[Task to complete]
In each of the records below, replace "life buoy" with "ring buoy" and change nothing else.
--- START OF Records shown ---
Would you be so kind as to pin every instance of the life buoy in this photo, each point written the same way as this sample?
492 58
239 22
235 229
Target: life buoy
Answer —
--- END OF Records shown ---
[Exercise answer]
Would you be so kind as to pin every instance of the ring buoy in this photo, each point written the same way as this sample?
492 58
239 22
235 229
Target: ring buoy
Answer —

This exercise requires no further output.